Your tasks:
A) Write out part of the energy industry text word for word, starting at the words "Our industry is" and ending after "domestic energy development.".
B) Pick up the energy industry text after its final sentence and write the next part.

──────── Provided text

Energy efficiency has also been a high priority for our industry. Through such technologies as combined heat and power, refiners are becoming more efficient, reducing both energy use and emissions. In fact, in 2006 alone, U.S. refiners saved the energy equivalent of taking more than half-a-million vehicles off the road.

Our industry is committed to continuing to meet the energy needs of U.S. consumers. We hope that the changes in public attitudes about energy this year will bring about a more favorable climate in Washington and help remove obstacles to increased domestic energy development.

Offshore drilling provides dramatic evidence of how public attitudes have changed on energy. In poll after poll, in state after state – even in traditionally anti-drilling states like Florida and Massachusetts – people support removing obstacles to offshore development. The message couldn’t be much louder: people want change in our energy approach and they want it now.

This change in public attitudes has already had an impact in Washington. Congress lifted Outer Continental Shelf leasing moratoria on the east and west coasts of the lower 48 states for the first time in more than two decades. Unfortunately, some in Congress still don’t get it and are already threatening to re-impose the moratoria. Exit polling in last week’s election reaffirmed the strong public support for OCS development: 68 percent of voters favored offshore drilling where it is not currently allowed. Nevertheless, industry critics tried to spin the election results as a repudiation of OCS development.  

The financial crisis makes action on offshore drilling more urgent than ever. If we want to strengthen the U.S. economy, create jobs, and enhance U.S. global competitiveness, bolstering U.S. energy development is one important way to do it. According to the latest available data, the oil and natural gas industry supports 5.9 million jobs – 1.8 million people directly employed by the industry, with more than 4 million indirect jobs. Expanded access creates even more job opportunities – and many of these jobs pay more than double the national average.  

In addition, oil and natural gas development on federal lands, both onshore and offshore, means more revenue for the U.S. Treasury – helping pay for vital programs and reducing pressure on U.S. taxpayers. Oil and natural gas leasing and development has generated more than $200 billion since 1953 through bonus bids, royalties and lease rental payments. The U.S. government received $3.7 billion from company bids in a single Gulf of Mexico lease sale this past March. Gross estimated royalties from all oil and natural gas resources estimated to be on federal lands could be $880 billion over the life of the resources. In addition to royalties, continued leasing of federal lands at the current rates could bring in hundreds of billions of dollars in additional revenues – in bonuses, rentals, severance taxes, corporate income taxes, and property taxes – over the next 50 years, based on recent leasing trends.

────────────────
──────── Dataset excerpts

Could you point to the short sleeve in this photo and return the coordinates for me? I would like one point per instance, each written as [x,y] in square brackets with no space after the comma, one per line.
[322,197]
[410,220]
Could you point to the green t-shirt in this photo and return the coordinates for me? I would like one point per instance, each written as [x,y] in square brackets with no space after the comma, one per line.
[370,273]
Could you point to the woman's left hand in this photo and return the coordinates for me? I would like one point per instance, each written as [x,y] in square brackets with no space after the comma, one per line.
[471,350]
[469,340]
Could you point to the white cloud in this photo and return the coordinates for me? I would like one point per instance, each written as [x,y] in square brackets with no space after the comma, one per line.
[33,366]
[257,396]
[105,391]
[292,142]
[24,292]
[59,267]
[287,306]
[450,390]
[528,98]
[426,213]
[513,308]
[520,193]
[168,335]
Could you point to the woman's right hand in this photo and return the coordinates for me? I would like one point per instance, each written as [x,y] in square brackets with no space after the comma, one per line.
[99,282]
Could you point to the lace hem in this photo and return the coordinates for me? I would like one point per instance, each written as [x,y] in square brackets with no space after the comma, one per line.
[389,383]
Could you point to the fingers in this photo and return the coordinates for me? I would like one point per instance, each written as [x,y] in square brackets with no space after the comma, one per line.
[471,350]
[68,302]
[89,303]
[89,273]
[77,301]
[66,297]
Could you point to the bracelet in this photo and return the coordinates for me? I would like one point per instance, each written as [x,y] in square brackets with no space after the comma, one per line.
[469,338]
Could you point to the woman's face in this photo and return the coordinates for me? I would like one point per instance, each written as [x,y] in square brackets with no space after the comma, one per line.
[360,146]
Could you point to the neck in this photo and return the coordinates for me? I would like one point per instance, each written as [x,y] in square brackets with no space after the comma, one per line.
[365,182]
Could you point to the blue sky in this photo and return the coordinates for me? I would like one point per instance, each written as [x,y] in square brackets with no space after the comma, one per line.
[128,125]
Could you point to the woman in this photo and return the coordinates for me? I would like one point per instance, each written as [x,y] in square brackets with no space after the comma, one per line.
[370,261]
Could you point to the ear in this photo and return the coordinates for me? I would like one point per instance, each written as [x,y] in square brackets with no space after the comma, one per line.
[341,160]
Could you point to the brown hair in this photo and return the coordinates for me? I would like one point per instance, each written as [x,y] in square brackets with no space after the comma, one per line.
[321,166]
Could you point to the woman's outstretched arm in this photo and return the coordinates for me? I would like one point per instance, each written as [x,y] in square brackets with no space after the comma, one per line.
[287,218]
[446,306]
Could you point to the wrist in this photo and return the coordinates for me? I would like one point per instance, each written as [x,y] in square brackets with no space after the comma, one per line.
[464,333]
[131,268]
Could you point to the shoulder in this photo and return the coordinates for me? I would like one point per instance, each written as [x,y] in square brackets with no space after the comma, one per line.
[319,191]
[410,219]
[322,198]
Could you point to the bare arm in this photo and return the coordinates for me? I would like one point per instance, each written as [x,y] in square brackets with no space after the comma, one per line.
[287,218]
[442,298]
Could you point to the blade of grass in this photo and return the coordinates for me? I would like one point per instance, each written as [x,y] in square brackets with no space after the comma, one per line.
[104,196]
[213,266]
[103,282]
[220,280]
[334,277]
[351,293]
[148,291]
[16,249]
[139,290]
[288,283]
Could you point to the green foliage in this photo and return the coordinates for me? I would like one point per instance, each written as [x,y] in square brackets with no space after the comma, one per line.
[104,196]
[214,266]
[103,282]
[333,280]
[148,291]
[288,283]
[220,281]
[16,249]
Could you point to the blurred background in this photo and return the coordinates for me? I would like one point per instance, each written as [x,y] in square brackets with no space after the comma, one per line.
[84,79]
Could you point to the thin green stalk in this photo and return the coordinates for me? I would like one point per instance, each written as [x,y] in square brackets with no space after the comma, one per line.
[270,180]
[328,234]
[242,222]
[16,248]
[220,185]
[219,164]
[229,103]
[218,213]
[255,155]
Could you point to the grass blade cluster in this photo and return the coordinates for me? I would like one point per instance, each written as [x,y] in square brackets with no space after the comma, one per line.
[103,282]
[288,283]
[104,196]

────────────────

In response:
A)
Our industry is committed to continuing to meet the energy needs of U.S. consumers. We hope that the changes in public attitudes about energy this year will bring about a more favorable climate in Washington and help remove obstacles to increased domestic energy development.

B)
There is one central reality underlying our nation’s energy situation and we must not lose sight of it: we have abundant volumes of oil and natural gas resources beneath federal lands and coastal waters -- but, for many years, many of these resources have been placed off-limits to development. Federal lands hold enough undiscovered recoverable oil to produce gasoline for more than 60 million cars and fuel oil for 3.2 million households for 60 years. They also hold enough undiscovered recoverable natural gas to meet the needs of every household in the U.S. currently fueled by natural gas for 160 years. That happens to be 60 million households.  And these estimates could very well be on the low side. Time and again, when industry has put its technological ingenuity to work, we have been able to recover far more oil and natural gas resources than the original estimates suggested.

The federal lands containing these vast resources include the offshore areas subject to the recently lifted moratoria.  The new Congress and President should not re-impose the ban or place obstacles to the development of these resources. Moreover, most of the Eastern Gulf of Mexico and portions of the Central Gulf still remain under moratoria, keeping billions of barrels of oil and trillions of cubic feet of natural gas off-limits. U.S. leaders should take the additional step of opening up these areas in the Eastern Gulf and Central Gulf that remain off-limits – and take further steps to more quickly develop our offshore resources.

If our companies are provided the access they need to domestic oil and natural gas resources, they will employ state-of-the-art technology to develop these resources in an environmentally safe manner. We have a track record to prove it. U.S. producers and technology are the envy of the world. Technology has made possible the industry’s outstanding environmental record. The industry has invested more than $160 billion since 1990 toward improving the environmental performance of its products, facilities and operations. That’s $539 for every man, woman and child in the United States.   

In recent years, revolutionary advances in technology have dramatically increased the ability of companies to recover more oil and natural gas from existing reservoirs and to find and develop resources in remote and previously inaccessible areas, such as the deepwater Gulf of Mexico. New drilling technology has opened up oil and natural gas previously out of reach -- the Bakken Formation is a good example. Only in recent years has technology evolved to make this resource economic to produce.  

Several years ago, following the devastating Hurricanes Katrina and Rita, API and its members recognized that there was a vacuum in the discussion of energy issues in the United States. API began an intensive educational outreach effort to better inform the American public about the role of oil and natural gas in meeting the energy challenges facing our country. This effort has included a robust, national advertising program involving television, radio, and print ads. Perhaps you’ve seen some of our ads.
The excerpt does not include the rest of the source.